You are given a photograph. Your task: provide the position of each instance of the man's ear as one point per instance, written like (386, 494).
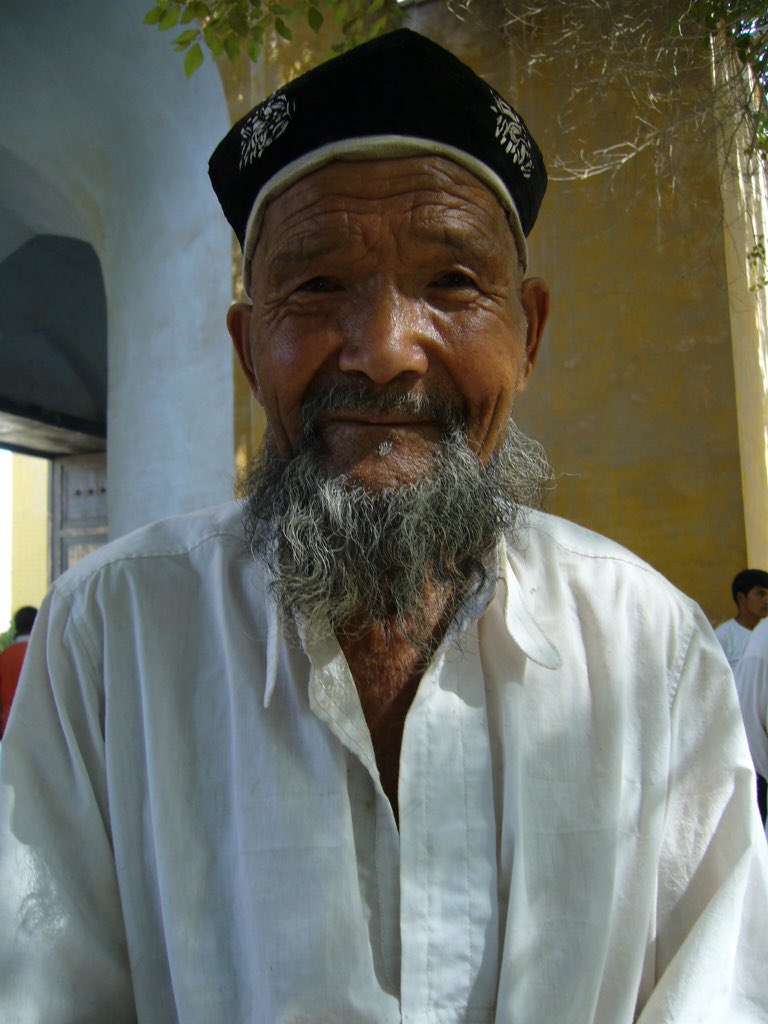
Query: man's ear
(535, 299)
(239, 326)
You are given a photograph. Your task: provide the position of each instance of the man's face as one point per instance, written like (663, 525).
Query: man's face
(400, 275)
(754, 604)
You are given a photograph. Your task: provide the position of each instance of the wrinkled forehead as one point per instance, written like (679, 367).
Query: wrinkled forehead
(431, 198)
(398, 95)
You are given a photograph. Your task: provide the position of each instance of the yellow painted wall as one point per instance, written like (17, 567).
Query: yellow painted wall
(30, 531)
(634, 396)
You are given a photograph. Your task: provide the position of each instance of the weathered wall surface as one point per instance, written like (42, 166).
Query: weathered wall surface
(634, 394)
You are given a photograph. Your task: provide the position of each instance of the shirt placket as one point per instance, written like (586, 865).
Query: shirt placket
(449, 900)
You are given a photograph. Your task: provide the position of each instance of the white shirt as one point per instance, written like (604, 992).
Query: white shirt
(195, 829)
(733, 638)
(752, 685)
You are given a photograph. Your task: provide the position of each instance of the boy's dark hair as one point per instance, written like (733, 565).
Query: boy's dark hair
(745, 580)
(24, 620)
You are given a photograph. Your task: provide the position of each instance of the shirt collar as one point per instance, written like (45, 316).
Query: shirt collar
(519, 621)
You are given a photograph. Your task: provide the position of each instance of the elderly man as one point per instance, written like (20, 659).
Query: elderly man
(427, 756)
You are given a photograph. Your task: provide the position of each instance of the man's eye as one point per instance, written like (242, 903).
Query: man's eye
(317, 286)
(455, 279)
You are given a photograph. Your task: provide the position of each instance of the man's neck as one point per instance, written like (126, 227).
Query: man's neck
(387, 668)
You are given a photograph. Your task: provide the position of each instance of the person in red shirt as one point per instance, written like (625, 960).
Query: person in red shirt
(11, 659)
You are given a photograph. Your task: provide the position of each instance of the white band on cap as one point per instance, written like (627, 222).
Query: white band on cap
(374, 147)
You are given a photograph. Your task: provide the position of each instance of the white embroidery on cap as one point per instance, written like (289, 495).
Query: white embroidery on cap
(265, 125)
(512, 135)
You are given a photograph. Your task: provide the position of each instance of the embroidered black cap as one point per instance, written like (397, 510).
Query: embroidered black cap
(400, 94)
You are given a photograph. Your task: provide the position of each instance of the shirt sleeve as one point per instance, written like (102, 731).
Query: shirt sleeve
(712, 909)
(62, 948)
(752, 684)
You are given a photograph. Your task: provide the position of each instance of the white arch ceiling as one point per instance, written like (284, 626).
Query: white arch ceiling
(105, 141)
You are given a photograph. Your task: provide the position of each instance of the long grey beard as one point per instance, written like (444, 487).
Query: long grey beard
(340, 554)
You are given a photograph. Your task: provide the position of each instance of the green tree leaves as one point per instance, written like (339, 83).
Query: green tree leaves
(227, 28)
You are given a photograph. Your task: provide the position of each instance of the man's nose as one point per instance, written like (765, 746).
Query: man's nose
(385, 337)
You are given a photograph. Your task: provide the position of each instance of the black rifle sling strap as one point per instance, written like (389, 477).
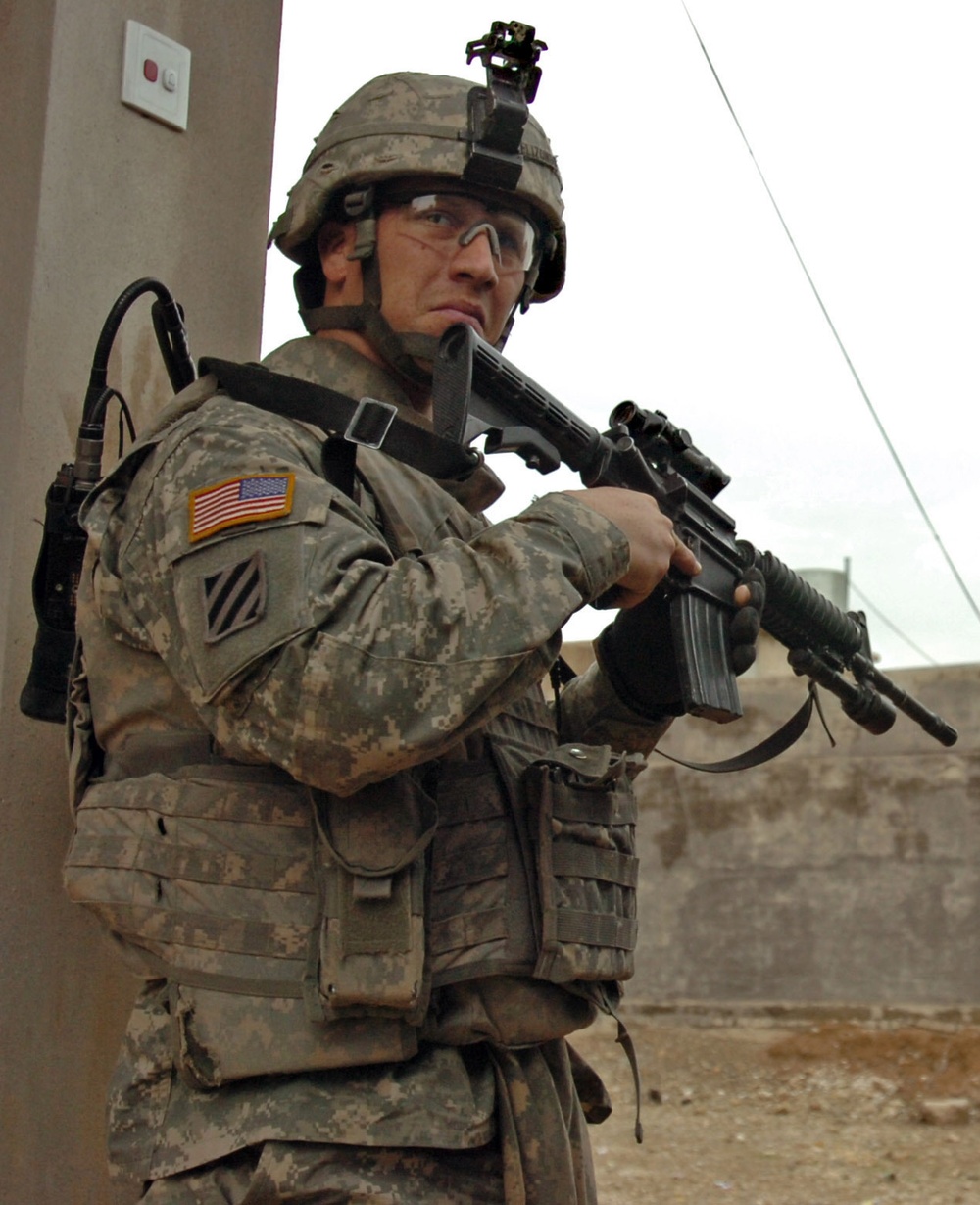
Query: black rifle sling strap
■ ■ ■
_YOUR OBJECTIVE_:
Please lay out all the rows above as a Markdown table with the columns No. and Line, numbering each line and skipping blank ones. Leave the pictures out.

_EXERCISE RESULT_:
| No. | Line |
|---|---|
| 1 | You are given a photograph. Your task: provide the position of each instance of the man's ear as one point per instance, written like (386, 494). |
| 2 | Query: man's ear |
| 3 | (535, 299) |
| 4 | (239, 326) |
| 5 | You are given a photograph. Your task: provide the position of each instance of the man's face as one point per instance, written like (663, 525). |
| 6 | Query: man's face |
| 7 | (400, 275) |
| 8 | (754, 604) |
| 9 | You are given a photograph. Your task: provide the position of each instance of the wrinkled forehead as one point per instance, written like (679, 367). |
| 10 | Query: wrinkled forehead |
| 11 | (431, 198) |
| 12 | (398, 95) |
| 13 | You are given a photograph. Your task: provide the position of each instance of the yellow painted wall as one point per instance, written like (17, 567). |
| 14 | Query: yellow painted wall |
| 15 | (30, 531) |
| 16 | (634, 396) |
| 17 | You are given a photograph. Your task: provide the position of each instance of the weathered wall surface as one point per instance, written like (42, 166). |
| 18 | Query: weathered wall surface |
| 19 | (634, 394) |
| 20 | You are given a photograph. Your task: provide the position of each instance of the shirt placket as one point per instance, written like (586, 865). |
| 21 | Query: shirt placket |
| 22 | (449, 900) |
| 23 | You are given a photograph. Your task: provide the position of each instance of the white shirt as one point per instance, written like (604, 992). |
| 24 | Query: white shirt |
| 25 | (195, 829) |
| 26 | (733, 638) |
| 27 | (752, 685) |
| 28 | You are given a photograph. Your task: provide the position of each instance of the boy's dark hair as one point per instance, written like (733, 565). |
| 29 | Query: boy's dark hair |
| 30 | (745, 580) |
| 31 | (24, 620) |
| 32 | You are given a photograph. Your task: provide the position of each instance of the shirt collar as one point per instance, written like (45, 316). |
| 33 | Query: shirt collar |
| 34 | (519, 621) |
| 35 | You are given a photograph. Your task: provide the position of each instance of the elderly man as one point per instance, written like (20, 659). |
| 36 | Query: elderly man |
| 37 | (427, 756) |
| 38 | You are given a photograph. Your task: provide the position of each instance of the man's eye as one point per instance, written like (242, 903). |
| 39 | Query: man's eye |
| 40 | (317, 286) |
| 41 | (455, 279) |
| 42 | You are given a photograph. Your task: provide the position of each instance of the man's neck as one point per instance, written like (126, 227). |
| 43 | Query: man's neck |
| 44 | (387, 668) |
| 45 | You are given a photograph. Your task: provide the position of each instance of the person in red shirt as one point per instance, written like (625, 960). |
| 46 | Query: person in red shirt |
| 47 | (11, 659) |
| 48 | You are given a photograph. Your task: provide the position of each instance of the white band on cap as one point per instance, written like (627, 222). |
| 49 | Query: white band on cap |
| 50 | (374, 147) |
| 51 | You are given a photograph. Your task: provide the position of each instance of the white embroidery on cap as one point per instance, written like (289, 495). |
| 52 | Query: white embroidery on cap |
| 53 | (265, 125) |
| 54 | (512, 135) |
| 55 | You are given a photograph. Your task: provide the position of each instance of the embroidered black cap as one point per instance, written like (397, 510). |
| 56 | Query: embroidered black cap |
| 57 | (400, 94) |
| 58 | You are given a photograph. Your task: provide the position of each instance of the shirt sleeve as one point per instance, written like (102, 731). |
| 59 | Query: shirt sleeve |
| 60 | (712, 909) |
| 61 | (62, 948) |
| 62 | (752, 684) |
| 63 | You are given a photograph. Your task: provide the position of each instance of the white arch ceiling as one point per instance, written like (284, 626). |
| 64 | Query: white arch ceiling |
| 65 | (105, 141) |
| 66 | You are given a photograph. Your task: provide the position of each instance of the long grey beard as one point per instance, written like (444, 487). |
| 67 | Query: long grey beard |
| 68 | (340, 554) |
| 69 | You are given a photograph. Your task: provide the position of each instance of the green tree leaves as one point per instance, written like (339, 83). |
| 70 | Query: green tree leaves |
| 71 | (227, 28) |
| 72 | You are given a photograph. Your task: provide the position of each instance of the man's nose as one point per instance, written like (765, 746). |
| 73 | Query: man's nose |
| 74 | (385, 337) |
| 75 | You are given a photograph. Your task: provide the position of each instance of the black rifle sling strap as one point per instance, written like (389, 477). |
| 76 | Query: black rifle sling strap |